EXERCISE DIRECTIONS => Recast the data below as a numbered list, dropping any blank lines.

TASK INPUT =>
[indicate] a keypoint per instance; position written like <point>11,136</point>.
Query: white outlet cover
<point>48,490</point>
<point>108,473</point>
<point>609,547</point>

COMPLETE OUTPUT =>
1. [indicate] a keypoint per instance; position written like <point>11,136</point>.
2. Query: white outlet cover
3. <point>48,490</point>
4. <point>108,473</point>
5. <point>609,547</point>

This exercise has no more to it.